§ **What to work on**:
Nothing in the records may be dropped or altered when you repeat them.

◆ ◆ ◆

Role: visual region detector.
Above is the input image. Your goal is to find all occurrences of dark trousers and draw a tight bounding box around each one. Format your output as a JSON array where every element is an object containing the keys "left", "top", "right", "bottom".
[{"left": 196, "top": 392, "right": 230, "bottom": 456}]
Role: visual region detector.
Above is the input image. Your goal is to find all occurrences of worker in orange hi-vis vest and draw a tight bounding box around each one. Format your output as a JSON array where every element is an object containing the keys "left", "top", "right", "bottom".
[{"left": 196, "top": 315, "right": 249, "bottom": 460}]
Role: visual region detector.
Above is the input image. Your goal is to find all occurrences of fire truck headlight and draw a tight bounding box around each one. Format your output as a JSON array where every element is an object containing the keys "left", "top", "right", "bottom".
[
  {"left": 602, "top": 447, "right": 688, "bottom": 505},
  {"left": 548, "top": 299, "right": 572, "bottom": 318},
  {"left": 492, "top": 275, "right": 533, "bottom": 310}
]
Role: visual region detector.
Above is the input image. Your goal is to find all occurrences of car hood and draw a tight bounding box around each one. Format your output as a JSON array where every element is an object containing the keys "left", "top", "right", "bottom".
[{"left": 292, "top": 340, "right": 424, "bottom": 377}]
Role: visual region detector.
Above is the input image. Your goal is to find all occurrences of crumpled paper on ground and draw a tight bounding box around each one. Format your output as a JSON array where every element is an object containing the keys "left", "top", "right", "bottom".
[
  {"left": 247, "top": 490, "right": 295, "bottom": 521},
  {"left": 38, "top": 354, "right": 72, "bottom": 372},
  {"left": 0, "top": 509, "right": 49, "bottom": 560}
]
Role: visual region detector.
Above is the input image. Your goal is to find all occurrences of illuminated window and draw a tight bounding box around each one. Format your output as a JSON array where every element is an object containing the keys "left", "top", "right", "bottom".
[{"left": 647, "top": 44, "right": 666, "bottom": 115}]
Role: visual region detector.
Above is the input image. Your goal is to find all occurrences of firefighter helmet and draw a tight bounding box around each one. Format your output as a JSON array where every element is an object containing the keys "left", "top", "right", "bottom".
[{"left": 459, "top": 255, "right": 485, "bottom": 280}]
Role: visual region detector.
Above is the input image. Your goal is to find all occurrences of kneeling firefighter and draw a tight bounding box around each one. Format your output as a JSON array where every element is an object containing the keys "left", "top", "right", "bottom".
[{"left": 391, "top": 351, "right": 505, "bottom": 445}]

◆ ◆ ◆

§ **Completed task**:
Role: visual region detector.
Above is the input image. Your goal is to find all occurrences of dark trousers and draw a tight bounding box around each one. Format your output as a JSON array where every element is an object containing the keys "left", "top", "right", "bottom".
[{"left": 196, "top": 392, "right": 230, "bottom": 456}]
Role: visual region detector.
Above is the input image. Your goal is to find all occurrences of worker in orange hi-vis vest and draw a tight bounding box around each one. Format your output as a JSON array where every element is an object containing the keys "left", "top", "right", "bottom".
[{"left": 196, "top": 315, "right": 249, "bottom": 460}]
Role: visual region detector.
Above is the input image. Your goal is to find all occurrences of fire truck headlight and draw a tight bounding box around each one. Format your output as a JSON array where every element is an object containing the keys "left", "top", "right", "bottom".
[
  {"left": 602, "top": 447, "right": 688, "bottom": 505},
  {"left": 548, "top": 299, "right": 572, "bottom": 318},
  {"left": 492, "top": 275, "right": 533, "bottom": 310}
]
Role: visual region detector.
Above is the input image. Your goal is to find all occurrences of car hood and draw a tight bounding box around each one. Format your output as a JSON array where every element is an object containing the keys "left", "top", "right", "bottom".
[{"left": 292, "top": 340, "right": 424, "bottom": 377}]
Role: visual region detector.
Above is the input image. Your goal is to find all occurrences of crumpled paper on ground and draw a tight bounding box around each one. Format your output as a JSON array where every element is an object containing the keys "left", "top", "right", "bottom".
[
  {"left": 247, "top": 490, "right": 295, "bottom": 521},
  {"left": 38, "top": 354, "right": 72, "bottom": 372},
  {"left": 0, "top": 509, "right": 49, "bottom": 560}
]
Role: visual region detector.
Above is the input image. Your goal is to find all occurrences of illuminated window and draw a tight bounding box around each one. Format your output as a JSON array where every element is an object containing the keys "left", "top", "right", "bottom".
[{"left": 647, "top": 44, "right": 666, "bottom": 115}]
Role: visual region detector.
Above is the input image. Your goal is to find all occurrences of firefighter helmet and draw a tight bounding box around each one. Format your output as a JSON array where every element is an object containing the keys "left", "top", "right", "bottom".
[{"left": 459, "top": 255, "right": 485, "bottom": 280}]
Role: visual region detector.
Above is the input image. Your goal is to find all occurrences of kneeling firefighter and draw a tight bounding box around each one. Format your output as a JSON array where every element is an object containing the keys "left", "top", "right", "bottom".
[{"left": 391, "top": 351, "right": 505, "bottom": 445}]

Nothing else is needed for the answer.